**The input**
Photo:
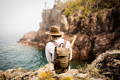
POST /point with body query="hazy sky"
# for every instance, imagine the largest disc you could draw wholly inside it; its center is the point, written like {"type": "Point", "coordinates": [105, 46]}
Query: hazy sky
{"type": "Point", "coordinates": [21, 16]}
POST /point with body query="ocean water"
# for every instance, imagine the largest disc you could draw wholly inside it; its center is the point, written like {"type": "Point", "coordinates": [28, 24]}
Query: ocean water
{"type": "Point", "coordinates": [14, 55]}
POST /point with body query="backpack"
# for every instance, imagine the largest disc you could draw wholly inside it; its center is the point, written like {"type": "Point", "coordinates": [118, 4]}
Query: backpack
{"type": "Point", "coordinates": [62, 55]}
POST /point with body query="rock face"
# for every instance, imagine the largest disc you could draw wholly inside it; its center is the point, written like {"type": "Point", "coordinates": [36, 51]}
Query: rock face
{"type": "Point", "coordinates": [97, 32]}
{"type": "Point", "coordinates": [109, 64]}
{"type": "Point", "coordinates": [105, 67]}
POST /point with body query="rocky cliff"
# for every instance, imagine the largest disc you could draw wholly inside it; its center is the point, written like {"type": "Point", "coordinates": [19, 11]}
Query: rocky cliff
{"type": "Point", "coordinates": [97, 28]}
{"type": "Point", "coordinates": [104, 67]}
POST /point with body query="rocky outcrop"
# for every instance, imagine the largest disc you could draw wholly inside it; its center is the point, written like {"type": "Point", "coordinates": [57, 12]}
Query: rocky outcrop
{"type": "Point", "coordinates": [96, 32]}
{"type": "Point", "coordinates": [105, 67]}
{"type": "Point", "coordinates": [109, 64]}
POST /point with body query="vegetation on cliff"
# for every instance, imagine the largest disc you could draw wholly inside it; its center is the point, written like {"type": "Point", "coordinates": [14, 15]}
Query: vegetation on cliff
{"type": "Point", "coordinates": [96, 24]}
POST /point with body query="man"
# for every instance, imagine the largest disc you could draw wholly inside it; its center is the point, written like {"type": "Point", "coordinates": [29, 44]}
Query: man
{"type": "Point", "coordinates": [51, 51]}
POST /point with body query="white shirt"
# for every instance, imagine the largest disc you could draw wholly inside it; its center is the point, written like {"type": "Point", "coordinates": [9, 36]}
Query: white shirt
{"type": "Point", "coordinates": [50, 49]}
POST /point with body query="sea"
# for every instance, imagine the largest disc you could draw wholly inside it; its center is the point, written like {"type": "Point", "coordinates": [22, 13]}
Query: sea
{"type": "Point", "coordinates": [15, 55]}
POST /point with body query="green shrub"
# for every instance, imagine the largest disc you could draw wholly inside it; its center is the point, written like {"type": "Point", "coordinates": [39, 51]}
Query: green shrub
{"type": "Point", "coordinates": [76, 5]}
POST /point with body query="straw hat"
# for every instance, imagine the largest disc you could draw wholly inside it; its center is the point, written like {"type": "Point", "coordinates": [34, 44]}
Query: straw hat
{"type": "Point", "coordinates": [55, 31]}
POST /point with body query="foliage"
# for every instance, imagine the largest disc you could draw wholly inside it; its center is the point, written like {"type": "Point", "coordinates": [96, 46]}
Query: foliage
{"type": "Point", "coordinates": [76, 5]}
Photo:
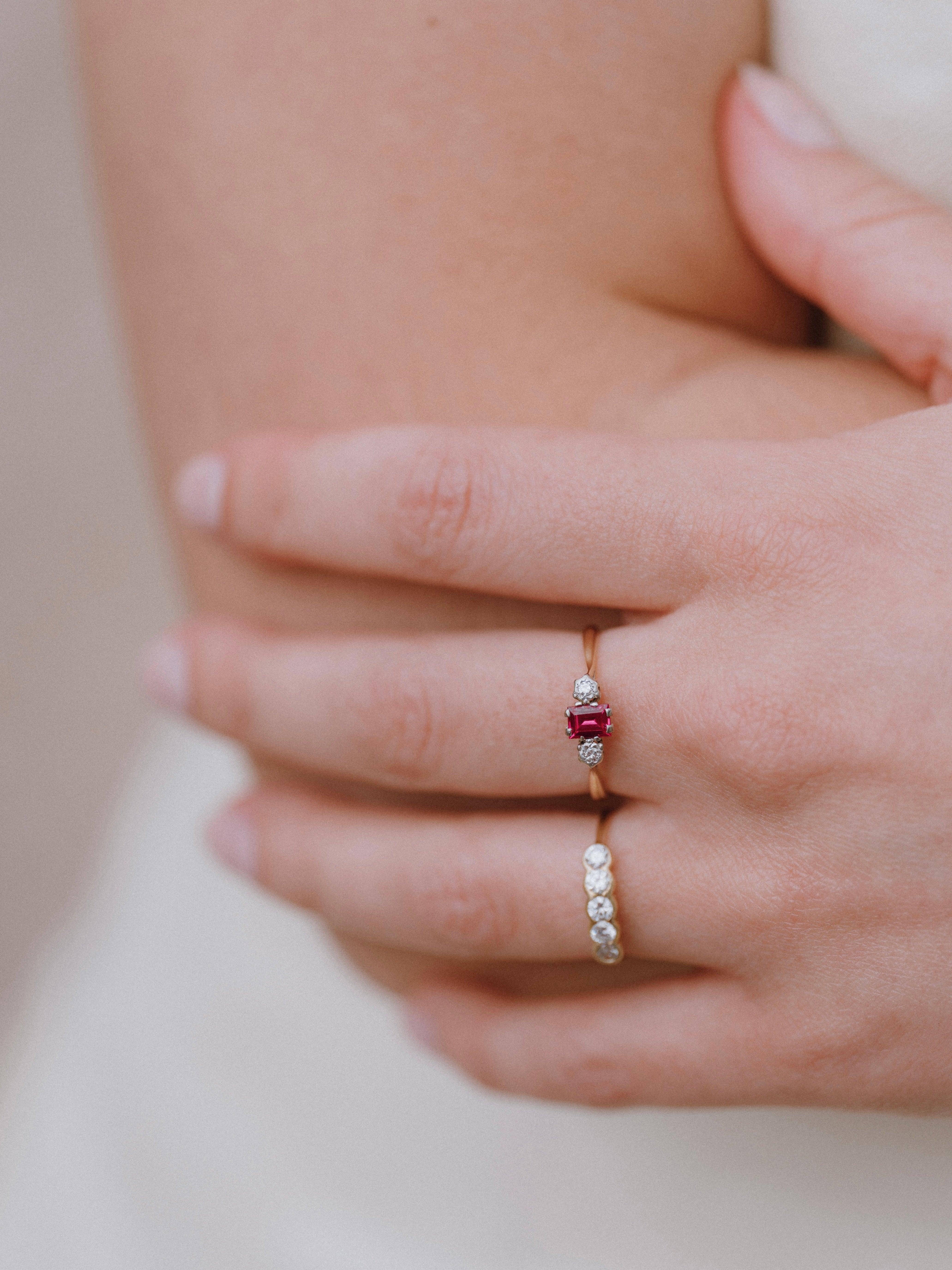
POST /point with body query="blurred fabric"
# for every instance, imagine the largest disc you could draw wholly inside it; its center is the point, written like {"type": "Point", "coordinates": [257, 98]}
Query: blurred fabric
{"type": "Point", "coordinates": [83, 581]}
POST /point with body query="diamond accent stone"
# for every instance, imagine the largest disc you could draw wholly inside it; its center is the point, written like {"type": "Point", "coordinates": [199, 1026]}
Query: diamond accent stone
{"type": "Point", "coordinates": [598, 856]}
{"type": "Point", "coordinates": [601, 910]}
{"type": "Point", "coordinates": [598, 882]}
{"type": "Point", "coordinates": [587, 690]}
{"type": "Point", "coordinates": [604, 933]}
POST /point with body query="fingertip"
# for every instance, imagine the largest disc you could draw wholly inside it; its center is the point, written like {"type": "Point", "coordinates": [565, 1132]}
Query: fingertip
{"type": "Point", "coordinates": [785, 110]}
{"type": "Point", "coordinates": [233, 839]}
{"type": "Point", "coordinates": [422, 1025]}
{"type": "Point", "coordinates": [200, 492]}
{"type": "Point", "coordinates": [165, 674]}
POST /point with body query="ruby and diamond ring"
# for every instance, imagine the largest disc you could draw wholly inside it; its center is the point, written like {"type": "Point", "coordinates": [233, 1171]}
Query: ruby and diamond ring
{"type": "Point", "coordinates": [589, 722]}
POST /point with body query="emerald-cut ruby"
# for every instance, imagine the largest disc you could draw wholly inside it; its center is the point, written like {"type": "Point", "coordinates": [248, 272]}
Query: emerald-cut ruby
{"type": "Point", "coordinates": [589, 722]}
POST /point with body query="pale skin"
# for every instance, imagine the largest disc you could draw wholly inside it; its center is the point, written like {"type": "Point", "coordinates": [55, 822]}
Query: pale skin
{"type": "Point", "coordinates": [329, 216]}
{"type": "Point", "coordinates": [784, 727]}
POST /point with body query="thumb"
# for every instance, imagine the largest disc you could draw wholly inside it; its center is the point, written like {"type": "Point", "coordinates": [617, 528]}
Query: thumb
{"type": "Point", "coordinates": [873, 253]}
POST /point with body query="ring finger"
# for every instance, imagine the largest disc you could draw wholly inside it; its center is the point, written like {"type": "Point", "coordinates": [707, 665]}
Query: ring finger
{"type": "Point", "coordinates": [479, 714]}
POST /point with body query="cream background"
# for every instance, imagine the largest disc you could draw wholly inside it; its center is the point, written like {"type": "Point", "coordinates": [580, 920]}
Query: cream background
{"type": "Point", "coordinates": [83, 580]}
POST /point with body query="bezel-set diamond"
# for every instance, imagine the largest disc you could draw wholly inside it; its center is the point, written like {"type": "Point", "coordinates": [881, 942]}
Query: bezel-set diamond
{"type": "Point", "coordinates": [598, 856]}
{"type": "Point", "coordinates": [600, 882]}
{"type": "Point", "coordinates": [601, 907]}
{"type": "Point", "coordinates": [587, 690]}
{"type": "Point", "coordinates": [604, 933]}
{"type": "Point", "coordinates": [592, 752]}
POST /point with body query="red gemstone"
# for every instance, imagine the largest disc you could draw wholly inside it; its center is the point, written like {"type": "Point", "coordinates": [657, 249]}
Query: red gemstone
{"type": "Point", "coordinates": [589, 722]}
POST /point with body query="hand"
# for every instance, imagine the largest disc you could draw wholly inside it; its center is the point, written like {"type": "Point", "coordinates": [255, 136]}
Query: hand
{"type": "Point", "coordinates": [784, 723]}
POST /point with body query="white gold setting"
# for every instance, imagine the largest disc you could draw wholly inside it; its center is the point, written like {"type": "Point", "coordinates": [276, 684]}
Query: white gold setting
{"type": "Point", "coordinates": [592, 752]}
{"type": "Point", "coordinates": [589, 719]}
{"type": "Point", "coordinates": [601, 907]}
{"type": "Point", "coordinates": [587, 691]}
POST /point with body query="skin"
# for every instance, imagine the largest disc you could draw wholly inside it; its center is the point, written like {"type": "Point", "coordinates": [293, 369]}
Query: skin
{"type": "Point", "coordinates": [328, 216]}
{"type": "Point", "coordinates": [787, 740]}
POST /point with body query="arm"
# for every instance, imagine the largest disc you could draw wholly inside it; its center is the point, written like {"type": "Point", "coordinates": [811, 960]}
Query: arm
{"type": "Point", "coordinates": [327, 215]}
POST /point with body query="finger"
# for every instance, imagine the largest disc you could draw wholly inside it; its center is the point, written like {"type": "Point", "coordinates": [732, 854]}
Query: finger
{"type": "Point", "coordinates": [551, 517]}
{"type": "Point", "coordinates": [474, 714]}
{"type": "Point", "coordinates": [497, 887]}
{"type": "Point", "coordinates": [873, 253]}
{"type": "Point", "coordinates": [701, 1041]}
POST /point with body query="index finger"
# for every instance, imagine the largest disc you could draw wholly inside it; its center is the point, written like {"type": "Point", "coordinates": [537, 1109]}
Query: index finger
{"type": "Point", "coordinates": [556, 517]}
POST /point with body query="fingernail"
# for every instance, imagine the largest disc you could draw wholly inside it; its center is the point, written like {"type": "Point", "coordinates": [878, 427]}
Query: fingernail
{"type": "Point", "coordinates": [234, 840]}
{"type": "Point", "coordinates": [200, 491]}
{"type": "Point", "coordinates": [164, 674]}
{"type": "Point", "coordinates": [785, 110]}
{"type": "Point", "coordinates": [421, 1025]}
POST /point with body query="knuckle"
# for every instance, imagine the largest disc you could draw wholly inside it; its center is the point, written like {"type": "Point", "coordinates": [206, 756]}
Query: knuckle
{"type": "Point", "coordinates": [221, 681]}
{"type": "Point", "coordinates": [762, 740]}
{"type": "Point", "coordinates": [468, 914]}
{"type": "Point", "coordinates": [596, 1075]}
{"type": "Point", "coordinates": [407, 727]}
{"type": "Point", "coordinates": [446, 507]}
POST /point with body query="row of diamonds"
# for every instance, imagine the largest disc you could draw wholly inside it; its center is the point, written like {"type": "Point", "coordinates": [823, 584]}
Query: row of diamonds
{"type": "Point", "coordinates": [602, 910]}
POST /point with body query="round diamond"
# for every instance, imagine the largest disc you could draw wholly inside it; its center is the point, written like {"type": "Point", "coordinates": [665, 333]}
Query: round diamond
{"type": "Point", "coordinates": [601, 910]}
{"type": "Point", "coordinates": [598, 856]}
{"type": "Point", "coordinates": [598, 882]}
{"type": "Point", "coordinates": [587, 690]}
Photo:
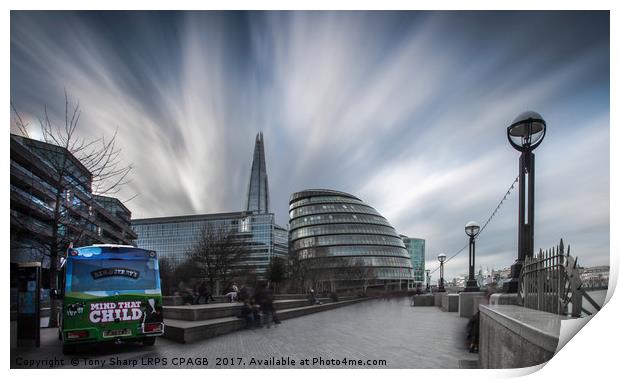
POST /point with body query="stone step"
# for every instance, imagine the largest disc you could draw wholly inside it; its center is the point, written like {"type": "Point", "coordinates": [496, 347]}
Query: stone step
{"type": "Point", "coordinates": [192, 331]}
{"type": "Point", "coordinates": [178, 300]}
{"type": "Point", "coordinates": [219, 310]}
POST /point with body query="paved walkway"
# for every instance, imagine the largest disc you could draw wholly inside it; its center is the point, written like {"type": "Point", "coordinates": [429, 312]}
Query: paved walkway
{"type": "Point", "coordinates": [389, 330]}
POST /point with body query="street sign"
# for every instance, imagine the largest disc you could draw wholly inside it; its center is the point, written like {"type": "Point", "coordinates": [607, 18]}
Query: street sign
{"type": "Point", "coordinates": [28, 304]}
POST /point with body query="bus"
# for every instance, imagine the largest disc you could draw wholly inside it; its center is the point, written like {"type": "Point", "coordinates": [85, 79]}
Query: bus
{"type": "Point", "coordinates": [112, 293]}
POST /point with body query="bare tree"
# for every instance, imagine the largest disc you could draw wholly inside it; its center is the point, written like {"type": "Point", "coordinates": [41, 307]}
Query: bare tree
{"type": "Point", "coordinates": [217, 254]}
{"type": "Point", "coordinates": [68, 156]}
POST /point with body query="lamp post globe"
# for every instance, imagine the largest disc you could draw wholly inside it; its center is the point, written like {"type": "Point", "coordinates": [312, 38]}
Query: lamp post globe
{"type": "Point", "coordinates": [525, 133]}
{"type": "Point", "coordinates": [441, 258]}
{"type": "Point", "coordinates": [472, 229]}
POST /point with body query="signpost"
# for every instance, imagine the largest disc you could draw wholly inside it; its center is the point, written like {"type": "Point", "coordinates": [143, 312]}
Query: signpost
{"type": "Point", "coordinates": [28, 304]}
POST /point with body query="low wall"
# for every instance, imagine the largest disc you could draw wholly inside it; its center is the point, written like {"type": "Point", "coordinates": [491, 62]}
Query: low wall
{"type": "Point", "coordinates": [468, 303]}
{"type": "Point", "coordinates": [437, 298]}
{"type": "Point", "coordinates": [512, 336]}
{"type": "Point", "coordinates": [424, 300]}
{"type": "Point", "coordinates": [450, 302]}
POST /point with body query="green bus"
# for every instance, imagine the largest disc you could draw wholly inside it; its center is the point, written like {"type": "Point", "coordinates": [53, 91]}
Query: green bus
{"type": "Point", "coordinates": [112, 293]}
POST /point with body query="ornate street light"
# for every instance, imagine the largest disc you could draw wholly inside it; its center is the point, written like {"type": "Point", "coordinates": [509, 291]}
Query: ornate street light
{"type": "Point", "coordinates": [472, 229]}
{"type": "Point", "coordinates": [525, 134]}
{"type": "Point", "coordinates": [441, 257]}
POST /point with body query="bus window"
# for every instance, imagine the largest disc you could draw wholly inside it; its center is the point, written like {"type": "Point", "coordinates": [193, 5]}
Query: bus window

**Instructions to follow**
Every line in the data above that contains the word "window" should be copied.

**Result for this task**
POST /point with body query="bus window"
Query: bus window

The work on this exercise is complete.